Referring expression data

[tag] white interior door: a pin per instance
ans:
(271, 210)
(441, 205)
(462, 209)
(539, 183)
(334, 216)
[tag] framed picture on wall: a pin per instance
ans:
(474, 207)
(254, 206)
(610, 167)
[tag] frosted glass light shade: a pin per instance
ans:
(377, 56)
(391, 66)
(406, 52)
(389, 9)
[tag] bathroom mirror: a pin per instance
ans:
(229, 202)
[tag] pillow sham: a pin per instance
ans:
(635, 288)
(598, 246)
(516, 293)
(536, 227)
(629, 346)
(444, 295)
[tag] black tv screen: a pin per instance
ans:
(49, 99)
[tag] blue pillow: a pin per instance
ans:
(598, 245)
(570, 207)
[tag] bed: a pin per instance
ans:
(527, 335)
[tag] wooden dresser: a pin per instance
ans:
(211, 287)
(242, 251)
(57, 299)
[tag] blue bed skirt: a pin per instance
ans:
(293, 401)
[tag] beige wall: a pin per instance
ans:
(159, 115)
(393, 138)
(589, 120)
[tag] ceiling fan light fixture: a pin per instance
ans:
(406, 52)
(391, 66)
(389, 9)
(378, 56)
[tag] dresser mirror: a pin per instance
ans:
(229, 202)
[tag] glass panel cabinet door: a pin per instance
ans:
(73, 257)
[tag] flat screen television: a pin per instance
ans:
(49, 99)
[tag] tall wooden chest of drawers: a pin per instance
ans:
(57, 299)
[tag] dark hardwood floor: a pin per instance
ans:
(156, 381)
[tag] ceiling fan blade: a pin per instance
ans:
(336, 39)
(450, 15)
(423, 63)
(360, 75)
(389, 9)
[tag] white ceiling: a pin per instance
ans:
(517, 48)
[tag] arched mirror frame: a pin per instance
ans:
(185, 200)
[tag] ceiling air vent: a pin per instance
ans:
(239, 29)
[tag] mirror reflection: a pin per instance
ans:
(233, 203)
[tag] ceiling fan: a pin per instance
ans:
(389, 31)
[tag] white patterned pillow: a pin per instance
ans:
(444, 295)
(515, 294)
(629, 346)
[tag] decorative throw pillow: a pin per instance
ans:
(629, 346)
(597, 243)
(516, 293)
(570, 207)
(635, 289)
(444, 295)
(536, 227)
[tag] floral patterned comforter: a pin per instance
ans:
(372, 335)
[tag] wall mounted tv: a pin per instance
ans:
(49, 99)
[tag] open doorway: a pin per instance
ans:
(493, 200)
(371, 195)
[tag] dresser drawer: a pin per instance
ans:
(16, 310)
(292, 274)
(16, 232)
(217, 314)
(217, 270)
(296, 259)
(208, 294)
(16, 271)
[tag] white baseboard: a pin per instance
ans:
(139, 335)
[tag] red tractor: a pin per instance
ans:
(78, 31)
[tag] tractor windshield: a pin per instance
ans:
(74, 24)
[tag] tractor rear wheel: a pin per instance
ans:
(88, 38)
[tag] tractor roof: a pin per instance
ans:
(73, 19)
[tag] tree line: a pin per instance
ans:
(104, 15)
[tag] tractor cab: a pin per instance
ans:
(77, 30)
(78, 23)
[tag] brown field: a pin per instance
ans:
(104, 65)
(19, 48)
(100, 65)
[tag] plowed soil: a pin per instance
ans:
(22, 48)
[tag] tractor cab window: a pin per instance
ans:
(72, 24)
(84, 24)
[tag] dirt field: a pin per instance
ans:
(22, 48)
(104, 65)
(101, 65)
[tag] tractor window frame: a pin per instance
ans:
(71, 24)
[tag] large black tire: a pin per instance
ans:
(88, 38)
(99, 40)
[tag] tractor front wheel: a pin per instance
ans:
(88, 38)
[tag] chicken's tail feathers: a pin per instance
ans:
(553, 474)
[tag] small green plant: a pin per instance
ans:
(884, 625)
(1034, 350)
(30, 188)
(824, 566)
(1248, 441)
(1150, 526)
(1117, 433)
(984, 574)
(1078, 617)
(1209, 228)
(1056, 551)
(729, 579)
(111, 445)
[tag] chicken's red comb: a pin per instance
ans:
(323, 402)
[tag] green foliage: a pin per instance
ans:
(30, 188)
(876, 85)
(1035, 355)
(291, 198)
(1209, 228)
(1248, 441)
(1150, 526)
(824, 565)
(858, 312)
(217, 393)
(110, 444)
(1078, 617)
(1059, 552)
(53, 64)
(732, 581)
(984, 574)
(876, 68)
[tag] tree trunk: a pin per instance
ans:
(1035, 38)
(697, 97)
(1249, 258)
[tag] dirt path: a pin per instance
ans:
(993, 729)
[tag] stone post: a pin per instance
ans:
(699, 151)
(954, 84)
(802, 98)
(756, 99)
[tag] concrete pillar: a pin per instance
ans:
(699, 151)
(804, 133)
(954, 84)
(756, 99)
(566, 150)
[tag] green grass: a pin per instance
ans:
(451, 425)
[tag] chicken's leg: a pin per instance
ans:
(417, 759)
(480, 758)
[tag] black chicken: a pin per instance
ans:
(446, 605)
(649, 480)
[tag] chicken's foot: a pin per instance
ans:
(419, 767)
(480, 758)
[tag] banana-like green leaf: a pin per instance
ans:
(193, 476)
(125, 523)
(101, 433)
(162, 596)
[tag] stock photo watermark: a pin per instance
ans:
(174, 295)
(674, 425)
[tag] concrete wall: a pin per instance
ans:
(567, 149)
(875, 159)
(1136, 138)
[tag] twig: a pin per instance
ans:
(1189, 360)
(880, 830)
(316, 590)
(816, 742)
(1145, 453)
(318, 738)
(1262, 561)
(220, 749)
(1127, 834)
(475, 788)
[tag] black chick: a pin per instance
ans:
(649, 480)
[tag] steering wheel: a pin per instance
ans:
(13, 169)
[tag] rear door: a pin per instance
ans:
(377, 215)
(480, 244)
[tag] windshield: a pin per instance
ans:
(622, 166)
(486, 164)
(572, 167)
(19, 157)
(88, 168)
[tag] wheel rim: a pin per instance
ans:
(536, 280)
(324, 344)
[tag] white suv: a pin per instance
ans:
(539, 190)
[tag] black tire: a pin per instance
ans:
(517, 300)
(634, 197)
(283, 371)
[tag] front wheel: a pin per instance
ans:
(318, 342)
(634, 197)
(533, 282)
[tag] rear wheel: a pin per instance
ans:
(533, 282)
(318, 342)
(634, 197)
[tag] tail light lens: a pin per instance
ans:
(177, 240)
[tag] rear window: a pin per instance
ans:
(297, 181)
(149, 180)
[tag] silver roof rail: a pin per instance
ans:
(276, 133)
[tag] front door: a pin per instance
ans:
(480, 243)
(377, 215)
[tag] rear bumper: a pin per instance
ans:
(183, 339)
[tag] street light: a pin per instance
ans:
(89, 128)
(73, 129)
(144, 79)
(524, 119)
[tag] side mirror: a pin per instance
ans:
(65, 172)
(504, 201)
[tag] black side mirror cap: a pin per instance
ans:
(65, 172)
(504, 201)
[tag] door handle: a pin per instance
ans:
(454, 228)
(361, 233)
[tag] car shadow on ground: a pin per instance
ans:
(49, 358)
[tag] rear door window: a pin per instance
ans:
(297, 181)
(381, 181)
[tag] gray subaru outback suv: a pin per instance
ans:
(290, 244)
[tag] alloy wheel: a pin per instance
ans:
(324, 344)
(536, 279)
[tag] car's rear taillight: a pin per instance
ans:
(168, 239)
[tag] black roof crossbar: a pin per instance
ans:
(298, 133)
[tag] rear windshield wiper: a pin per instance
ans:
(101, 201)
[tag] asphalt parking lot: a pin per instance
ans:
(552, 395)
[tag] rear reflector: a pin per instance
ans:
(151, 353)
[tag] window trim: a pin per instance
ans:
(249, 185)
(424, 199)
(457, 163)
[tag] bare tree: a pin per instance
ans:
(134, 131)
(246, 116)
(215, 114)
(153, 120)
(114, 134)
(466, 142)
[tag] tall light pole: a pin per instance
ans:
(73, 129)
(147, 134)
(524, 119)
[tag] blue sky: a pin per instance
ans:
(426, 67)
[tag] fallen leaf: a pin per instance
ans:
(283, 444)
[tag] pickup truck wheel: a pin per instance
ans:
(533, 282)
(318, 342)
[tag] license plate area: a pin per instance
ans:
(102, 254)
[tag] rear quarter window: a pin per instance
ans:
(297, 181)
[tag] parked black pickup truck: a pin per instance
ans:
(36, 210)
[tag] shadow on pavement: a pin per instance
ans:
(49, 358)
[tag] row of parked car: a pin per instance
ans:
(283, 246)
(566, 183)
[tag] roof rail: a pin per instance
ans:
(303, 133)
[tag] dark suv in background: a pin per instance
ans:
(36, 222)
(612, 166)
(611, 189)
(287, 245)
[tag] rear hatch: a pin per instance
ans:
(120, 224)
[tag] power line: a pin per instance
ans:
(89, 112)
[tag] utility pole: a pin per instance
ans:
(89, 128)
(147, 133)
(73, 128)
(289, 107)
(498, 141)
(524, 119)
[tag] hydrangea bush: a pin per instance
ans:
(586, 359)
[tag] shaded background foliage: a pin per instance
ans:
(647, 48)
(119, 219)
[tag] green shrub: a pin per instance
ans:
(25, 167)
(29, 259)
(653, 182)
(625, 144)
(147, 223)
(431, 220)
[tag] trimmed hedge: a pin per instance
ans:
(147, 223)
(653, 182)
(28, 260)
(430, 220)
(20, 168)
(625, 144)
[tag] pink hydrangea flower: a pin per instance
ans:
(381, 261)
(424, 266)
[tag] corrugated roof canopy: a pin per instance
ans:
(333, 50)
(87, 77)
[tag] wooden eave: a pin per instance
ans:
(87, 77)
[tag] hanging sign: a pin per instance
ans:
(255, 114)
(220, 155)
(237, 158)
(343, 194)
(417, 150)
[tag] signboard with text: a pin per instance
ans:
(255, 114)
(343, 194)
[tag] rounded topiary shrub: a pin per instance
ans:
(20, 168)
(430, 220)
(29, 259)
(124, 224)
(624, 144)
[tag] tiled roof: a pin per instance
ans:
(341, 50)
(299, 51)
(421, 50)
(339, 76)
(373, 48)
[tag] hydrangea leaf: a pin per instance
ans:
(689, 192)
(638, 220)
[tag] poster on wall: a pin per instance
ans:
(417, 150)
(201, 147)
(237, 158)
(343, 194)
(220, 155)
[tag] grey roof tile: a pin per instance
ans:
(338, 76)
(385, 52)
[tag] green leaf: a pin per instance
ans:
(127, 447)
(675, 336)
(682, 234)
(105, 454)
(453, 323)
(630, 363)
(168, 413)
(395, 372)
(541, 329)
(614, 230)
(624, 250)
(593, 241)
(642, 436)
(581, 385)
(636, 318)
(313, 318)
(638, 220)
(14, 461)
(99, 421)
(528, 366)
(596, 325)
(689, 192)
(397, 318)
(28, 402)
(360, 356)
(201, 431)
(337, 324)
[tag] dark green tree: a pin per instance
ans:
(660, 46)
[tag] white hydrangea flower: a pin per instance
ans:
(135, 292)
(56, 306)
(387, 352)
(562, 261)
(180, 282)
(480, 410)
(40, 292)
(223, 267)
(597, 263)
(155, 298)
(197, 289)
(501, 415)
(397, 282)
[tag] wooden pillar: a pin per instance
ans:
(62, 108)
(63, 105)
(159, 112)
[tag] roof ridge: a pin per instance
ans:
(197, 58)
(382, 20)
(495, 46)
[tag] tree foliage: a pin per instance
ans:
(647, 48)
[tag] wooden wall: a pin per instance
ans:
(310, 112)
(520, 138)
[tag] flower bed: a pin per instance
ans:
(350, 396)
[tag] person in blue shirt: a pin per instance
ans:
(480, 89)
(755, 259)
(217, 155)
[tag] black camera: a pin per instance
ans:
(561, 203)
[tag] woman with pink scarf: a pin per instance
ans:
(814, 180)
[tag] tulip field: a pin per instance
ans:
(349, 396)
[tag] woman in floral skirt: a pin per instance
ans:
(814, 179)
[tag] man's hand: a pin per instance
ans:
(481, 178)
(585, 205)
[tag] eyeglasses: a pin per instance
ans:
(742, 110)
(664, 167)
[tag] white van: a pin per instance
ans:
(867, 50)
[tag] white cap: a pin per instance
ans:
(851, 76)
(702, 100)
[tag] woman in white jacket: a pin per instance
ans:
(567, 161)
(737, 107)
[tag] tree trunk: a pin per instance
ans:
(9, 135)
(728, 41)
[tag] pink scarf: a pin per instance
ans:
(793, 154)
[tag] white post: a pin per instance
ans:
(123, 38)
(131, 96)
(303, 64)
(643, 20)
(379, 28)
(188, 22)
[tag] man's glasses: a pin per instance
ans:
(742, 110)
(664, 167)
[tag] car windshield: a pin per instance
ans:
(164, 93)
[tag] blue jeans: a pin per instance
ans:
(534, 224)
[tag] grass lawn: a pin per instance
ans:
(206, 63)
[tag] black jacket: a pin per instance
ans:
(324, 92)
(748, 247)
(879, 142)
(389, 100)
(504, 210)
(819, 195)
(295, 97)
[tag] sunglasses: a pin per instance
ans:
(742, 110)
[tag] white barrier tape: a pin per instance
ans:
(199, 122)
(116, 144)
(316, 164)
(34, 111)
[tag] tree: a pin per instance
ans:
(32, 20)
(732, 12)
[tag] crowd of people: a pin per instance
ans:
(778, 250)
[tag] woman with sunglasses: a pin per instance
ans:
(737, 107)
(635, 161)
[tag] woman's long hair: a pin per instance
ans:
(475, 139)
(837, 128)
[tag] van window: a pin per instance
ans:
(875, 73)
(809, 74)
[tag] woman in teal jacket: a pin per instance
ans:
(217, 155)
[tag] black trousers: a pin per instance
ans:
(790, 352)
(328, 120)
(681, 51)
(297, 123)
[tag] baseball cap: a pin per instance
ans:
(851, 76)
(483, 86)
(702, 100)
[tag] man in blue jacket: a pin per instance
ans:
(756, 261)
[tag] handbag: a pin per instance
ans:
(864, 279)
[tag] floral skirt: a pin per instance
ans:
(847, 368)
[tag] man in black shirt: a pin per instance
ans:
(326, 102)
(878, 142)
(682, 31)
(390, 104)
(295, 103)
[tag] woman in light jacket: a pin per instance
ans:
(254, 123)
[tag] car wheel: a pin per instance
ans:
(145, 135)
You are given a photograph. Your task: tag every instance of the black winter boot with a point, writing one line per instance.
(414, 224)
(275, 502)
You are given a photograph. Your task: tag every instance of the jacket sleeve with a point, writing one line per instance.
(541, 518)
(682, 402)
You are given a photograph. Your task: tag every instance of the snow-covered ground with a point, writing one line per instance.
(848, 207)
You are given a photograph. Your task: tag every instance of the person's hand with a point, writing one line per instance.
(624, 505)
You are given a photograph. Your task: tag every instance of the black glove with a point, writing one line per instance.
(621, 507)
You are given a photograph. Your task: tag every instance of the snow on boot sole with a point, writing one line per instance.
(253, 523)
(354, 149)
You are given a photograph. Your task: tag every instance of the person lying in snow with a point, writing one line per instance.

YOUR ASSIGNMENT
Examine each line of the records above and tally those with the string "pillar". State the total alone.

RESPONSE BOX
2